PROBLEM TO WORK ON — Tally the lines in the data below where the word "brick" appears, and give the tally alone.

----

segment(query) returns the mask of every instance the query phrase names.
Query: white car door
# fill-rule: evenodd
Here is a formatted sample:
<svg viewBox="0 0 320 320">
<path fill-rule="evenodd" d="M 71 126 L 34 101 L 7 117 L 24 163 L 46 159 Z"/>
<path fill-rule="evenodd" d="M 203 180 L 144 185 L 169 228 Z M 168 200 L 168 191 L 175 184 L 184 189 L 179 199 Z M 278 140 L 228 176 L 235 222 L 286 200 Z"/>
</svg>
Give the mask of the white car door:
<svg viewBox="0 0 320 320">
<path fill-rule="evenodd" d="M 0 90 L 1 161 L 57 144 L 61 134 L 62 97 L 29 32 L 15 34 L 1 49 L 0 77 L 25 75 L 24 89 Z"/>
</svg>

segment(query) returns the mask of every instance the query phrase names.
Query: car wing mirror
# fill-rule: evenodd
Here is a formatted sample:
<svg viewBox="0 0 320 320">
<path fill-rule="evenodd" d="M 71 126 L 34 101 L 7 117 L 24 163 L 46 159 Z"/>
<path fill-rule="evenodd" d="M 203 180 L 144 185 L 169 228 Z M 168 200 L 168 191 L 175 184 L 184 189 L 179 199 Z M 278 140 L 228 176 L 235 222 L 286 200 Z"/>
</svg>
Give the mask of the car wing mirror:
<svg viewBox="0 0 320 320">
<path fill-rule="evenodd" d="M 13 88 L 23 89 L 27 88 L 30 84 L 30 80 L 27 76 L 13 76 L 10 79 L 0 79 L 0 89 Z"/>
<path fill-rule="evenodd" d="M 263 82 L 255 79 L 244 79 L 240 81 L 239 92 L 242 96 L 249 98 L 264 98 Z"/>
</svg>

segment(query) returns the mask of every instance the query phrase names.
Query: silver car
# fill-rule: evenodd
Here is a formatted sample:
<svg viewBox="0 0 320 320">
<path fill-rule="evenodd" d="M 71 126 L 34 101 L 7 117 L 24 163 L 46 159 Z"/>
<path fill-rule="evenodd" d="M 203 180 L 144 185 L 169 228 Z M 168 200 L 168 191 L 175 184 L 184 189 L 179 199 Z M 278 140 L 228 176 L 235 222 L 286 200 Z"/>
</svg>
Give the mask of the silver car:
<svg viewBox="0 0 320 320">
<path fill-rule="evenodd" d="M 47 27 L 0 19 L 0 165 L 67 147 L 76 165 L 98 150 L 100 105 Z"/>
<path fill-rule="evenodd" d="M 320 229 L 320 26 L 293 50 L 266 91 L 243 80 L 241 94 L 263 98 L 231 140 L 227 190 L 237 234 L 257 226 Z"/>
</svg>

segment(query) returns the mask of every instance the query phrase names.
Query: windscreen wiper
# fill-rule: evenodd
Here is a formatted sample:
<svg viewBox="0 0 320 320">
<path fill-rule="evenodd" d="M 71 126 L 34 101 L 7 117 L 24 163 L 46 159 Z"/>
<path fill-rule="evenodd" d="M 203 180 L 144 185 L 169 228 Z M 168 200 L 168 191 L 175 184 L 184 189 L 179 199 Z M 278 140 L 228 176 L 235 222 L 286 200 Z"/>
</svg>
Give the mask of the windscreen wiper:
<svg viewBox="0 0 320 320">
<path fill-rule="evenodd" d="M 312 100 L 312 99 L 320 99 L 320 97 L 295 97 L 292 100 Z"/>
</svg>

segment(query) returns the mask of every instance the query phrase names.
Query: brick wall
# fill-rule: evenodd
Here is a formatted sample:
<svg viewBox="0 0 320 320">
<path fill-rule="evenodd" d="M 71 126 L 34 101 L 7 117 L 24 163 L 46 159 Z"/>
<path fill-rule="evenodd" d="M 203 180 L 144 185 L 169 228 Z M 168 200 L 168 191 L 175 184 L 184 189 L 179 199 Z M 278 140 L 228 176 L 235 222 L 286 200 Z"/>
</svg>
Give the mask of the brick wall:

----

ANSWER TO THE PROBLEM — 2